▶ **Supplied passage**

Jerusalem Artichoke
Cooking Tips
- Jerusalem artichokes can be eaten raw, skin and all.
- For those with digestive sensitivities to inulin, a quick boiling is recommended.
- Use in place of potatoes in soup. Top with chives and cooked bacon.
- For pickles, soak chunks in water and salt for a day. Drain water and pack into clean jars. Cover with a brine made from generous amounts of vinegars, spices, and a pinch of sugar. Put in the fridge for at least a week before eating.
- Slice thinly using a mandolin. Drop into hot oil for half a minute and viola! Chips!
Details
Some vegetables seem to fly below the culinary radar, and Jerusalem artichokes, or sunchokes, are one such vegetable. Native to North America and grown as far north as Canada, Jerusalem artichokes are actually the root of a particular species of sunflower. You’ll see these tubers popping up in farmers markets beginning in October. Look for roots with few knobs, smooth skin, and no soft spots. They will be best when dug up after a light frost.
Nutrition: Jerusalem artichokes are especially recommended for diabetics. Rather than storing starch as glucose, the artichokes store it in the form of inulin, which is not used by the body for energy. This helps prevent blood sugar spikes. They are also high in potassium and iron and may aid in maintaining “good” gut bacteria.

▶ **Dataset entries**
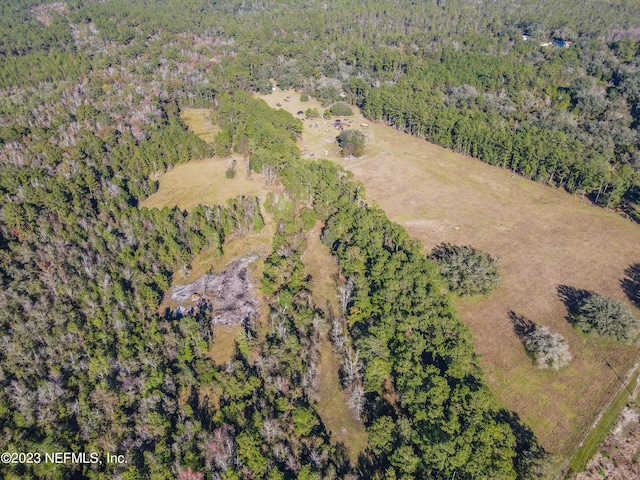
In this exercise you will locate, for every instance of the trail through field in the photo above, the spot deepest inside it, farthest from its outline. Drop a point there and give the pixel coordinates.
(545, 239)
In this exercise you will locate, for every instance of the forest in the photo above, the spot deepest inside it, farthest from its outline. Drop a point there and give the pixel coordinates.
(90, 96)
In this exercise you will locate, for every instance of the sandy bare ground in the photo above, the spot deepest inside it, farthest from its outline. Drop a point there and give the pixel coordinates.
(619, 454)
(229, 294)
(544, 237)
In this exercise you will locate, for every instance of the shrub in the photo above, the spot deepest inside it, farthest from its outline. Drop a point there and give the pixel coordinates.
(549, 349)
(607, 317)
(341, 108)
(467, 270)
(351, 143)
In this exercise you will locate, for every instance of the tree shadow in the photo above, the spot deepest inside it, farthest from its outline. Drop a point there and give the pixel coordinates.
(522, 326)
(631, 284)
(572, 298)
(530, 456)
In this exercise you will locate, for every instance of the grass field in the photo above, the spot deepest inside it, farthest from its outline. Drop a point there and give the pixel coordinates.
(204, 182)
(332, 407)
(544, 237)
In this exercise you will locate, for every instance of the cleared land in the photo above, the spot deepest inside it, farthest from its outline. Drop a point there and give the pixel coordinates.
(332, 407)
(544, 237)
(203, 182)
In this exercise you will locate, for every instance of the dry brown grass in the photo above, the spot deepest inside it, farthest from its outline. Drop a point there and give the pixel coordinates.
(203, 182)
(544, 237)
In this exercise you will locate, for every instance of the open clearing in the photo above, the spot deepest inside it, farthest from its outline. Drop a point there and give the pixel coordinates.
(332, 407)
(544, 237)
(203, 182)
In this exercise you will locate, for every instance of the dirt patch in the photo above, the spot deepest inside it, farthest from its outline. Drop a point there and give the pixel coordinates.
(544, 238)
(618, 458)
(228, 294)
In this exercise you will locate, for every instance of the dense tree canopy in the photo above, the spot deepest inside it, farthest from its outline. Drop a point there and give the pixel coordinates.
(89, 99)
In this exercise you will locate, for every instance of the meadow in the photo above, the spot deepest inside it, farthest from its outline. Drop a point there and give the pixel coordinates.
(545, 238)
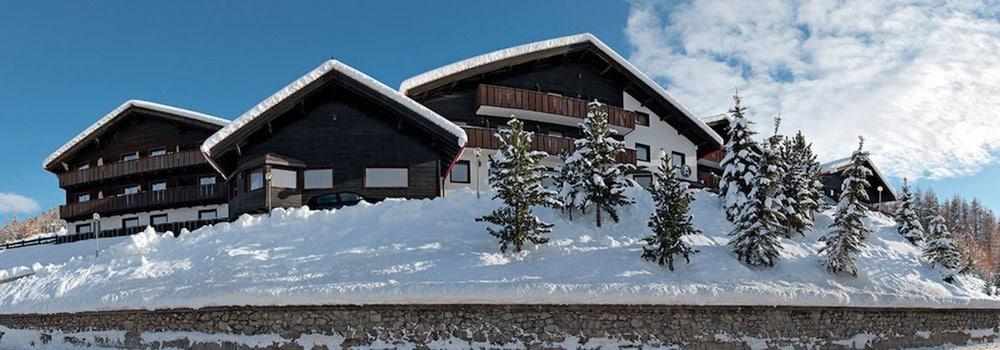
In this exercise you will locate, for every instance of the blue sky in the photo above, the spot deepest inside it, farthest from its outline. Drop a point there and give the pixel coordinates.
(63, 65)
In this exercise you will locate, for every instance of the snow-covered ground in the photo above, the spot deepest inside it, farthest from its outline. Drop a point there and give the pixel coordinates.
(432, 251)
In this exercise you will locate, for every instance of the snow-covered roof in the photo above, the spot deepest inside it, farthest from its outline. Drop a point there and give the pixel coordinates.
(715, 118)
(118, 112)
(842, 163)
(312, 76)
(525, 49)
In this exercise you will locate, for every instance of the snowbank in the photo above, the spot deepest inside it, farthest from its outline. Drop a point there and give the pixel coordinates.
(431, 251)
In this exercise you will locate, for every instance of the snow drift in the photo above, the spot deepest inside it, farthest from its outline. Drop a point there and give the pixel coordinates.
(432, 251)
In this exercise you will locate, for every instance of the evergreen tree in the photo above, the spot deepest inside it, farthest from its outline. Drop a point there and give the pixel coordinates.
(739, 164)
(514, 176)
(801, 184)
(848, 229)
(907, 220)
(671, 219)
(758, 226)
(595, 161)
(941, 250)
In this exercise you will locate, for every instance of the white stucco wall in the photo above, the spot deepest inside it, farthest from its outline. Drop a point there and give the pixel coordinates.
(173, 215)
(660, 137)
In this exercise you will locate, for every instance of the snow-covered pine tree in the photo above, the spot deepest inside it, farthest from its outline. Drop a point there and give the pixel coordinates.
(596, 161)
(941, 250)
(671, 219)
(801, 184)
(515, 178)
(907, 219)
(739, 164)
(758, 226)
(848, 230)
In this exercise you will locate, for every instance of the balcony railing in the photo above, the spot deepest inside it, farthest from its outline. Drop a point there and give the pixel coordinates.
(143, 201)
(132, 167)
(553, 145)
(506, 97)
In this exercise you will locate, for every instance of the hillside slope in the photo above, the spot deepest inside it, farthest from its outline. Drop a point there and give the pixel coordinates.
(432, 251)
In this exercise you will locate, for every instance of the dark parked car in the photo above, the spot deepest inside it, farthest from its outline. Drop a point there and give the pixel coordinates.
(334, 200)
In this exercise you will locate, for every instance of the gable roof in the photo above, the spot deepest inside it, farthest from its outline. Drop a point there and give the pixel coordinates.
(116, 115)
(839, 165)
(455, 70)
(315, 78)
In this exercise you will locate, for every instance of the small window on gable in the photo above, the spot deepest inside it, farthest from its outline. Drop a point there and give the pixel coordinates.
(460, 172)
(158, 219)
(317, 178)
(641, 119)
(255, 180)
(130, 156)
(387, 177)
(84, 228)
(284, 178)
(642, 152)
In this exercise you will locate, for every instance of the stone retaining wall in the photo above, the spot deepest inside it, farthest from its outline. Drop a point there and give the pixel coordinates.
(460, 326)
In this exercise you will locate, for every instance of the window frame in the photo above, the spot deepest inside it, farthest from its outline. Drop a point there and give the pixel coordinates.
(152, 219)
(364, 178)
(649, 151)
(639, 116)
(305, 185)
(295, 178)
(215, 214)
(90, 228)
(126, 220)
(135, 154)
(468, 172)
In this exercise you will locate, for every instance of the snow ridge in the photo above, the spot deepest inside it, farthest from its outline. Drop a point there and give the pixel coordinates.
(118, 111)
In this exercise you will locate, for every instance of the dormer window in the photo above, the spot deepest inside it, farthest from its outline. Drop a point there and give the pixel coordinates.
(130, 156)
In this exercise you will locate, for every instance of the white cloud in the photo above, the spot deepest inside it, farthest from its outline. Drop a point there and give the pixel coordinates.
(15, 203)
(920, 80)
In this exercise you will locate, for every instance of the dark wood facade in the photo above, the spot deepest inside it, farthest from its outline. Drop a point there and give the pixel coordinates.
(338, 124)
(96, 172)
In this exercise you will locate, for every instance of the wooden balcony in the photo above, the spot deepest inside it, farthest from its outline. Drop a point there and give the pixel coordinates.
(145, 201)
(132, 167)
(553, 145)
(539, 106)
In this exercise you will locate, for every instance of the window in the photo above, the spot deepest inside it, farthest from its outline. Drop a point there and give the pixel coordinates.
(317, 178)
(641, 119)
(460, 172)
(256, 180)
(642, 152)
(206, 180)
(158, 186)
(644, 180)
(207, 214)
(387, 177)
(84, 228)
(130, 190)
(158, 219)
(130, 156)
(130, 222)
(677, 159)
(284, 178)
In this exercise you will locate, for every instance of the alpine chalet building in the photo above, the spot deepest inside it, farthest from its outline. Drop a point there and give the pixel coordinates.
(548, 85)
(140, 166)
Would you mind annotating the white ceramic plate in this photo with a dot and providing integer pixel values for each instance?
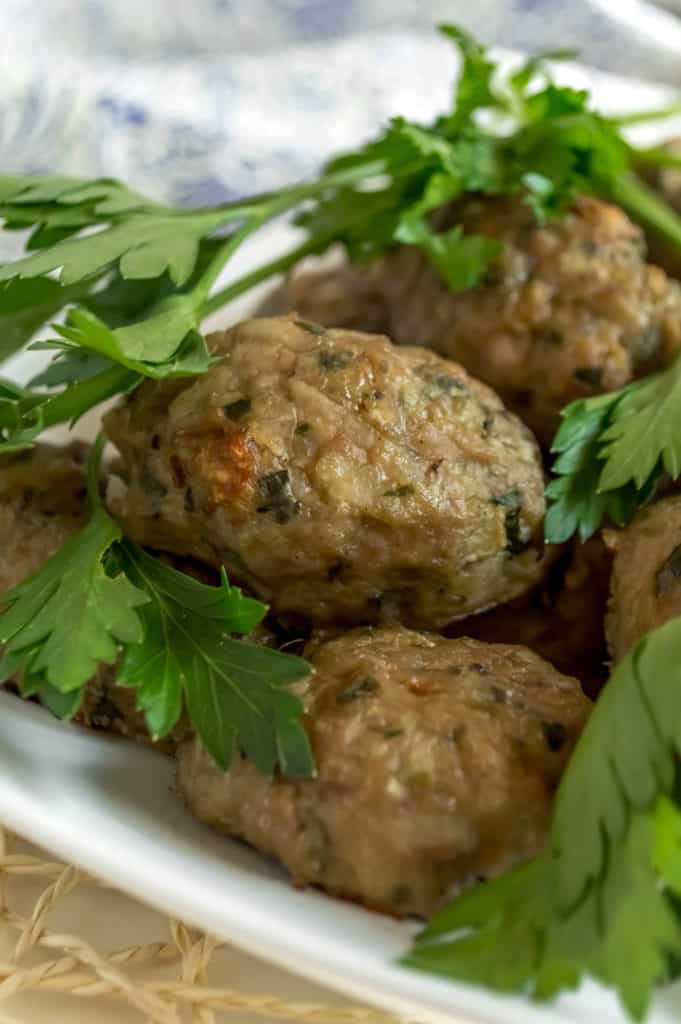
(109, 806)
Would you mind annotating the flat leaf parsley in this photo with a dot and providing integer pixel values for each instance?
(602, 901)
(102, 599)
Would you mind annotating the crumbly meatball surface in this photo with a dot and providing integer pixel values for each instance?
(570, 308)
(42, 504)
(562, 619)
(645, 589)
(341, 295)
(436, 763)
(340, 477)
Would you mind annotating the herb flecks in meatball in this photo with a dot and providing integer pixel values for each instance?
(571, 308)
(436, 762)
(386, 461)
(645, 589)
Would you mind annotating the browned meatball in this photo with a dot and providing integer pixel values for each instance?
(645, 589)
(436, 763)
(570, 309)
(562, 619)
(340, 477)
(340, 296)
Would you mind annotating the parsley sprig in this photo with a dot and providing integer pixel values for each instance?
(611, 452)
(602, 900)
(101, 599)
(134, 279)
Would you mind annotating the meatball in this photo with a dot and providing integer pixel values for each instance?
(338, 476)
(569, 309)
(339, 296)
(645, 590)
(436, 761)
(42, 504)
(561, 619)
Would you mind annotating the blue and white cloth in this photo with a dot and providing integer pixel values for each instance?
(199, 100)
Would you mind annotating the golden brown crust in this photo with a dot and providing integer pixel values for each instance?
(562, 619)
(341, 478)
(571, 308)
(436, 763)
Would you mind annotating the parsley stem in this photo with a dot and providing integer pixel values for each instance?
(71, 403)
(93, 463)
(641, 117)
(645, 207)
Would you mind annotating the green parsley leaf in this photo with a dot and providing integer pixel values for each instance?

▶ **To do**
**A)** Rewrite the Jerusalem artichoke text from "- For pickles, soak" up to and including "and viola! Chips!", swapping "mandolin" for "sharp knife".
**B)** In the Jerusalem artichoke text, what features should you look for when choosing roots?

▶ **Answers to the exercise**
**A)**
- For pickles, soak chunks in water and salt for a day. Drain water and pack into clean jars. Cover with a brine made from generous amounts of vinegars, spices, and a pinch of sugar. Put in the fridge for at least a week before eating.
- Slice thinly using a sharp knife. Drop into hot oil for half a minute and viola! Chips!

**B)**
- Few knobs
- Smooth skin
- No soft spots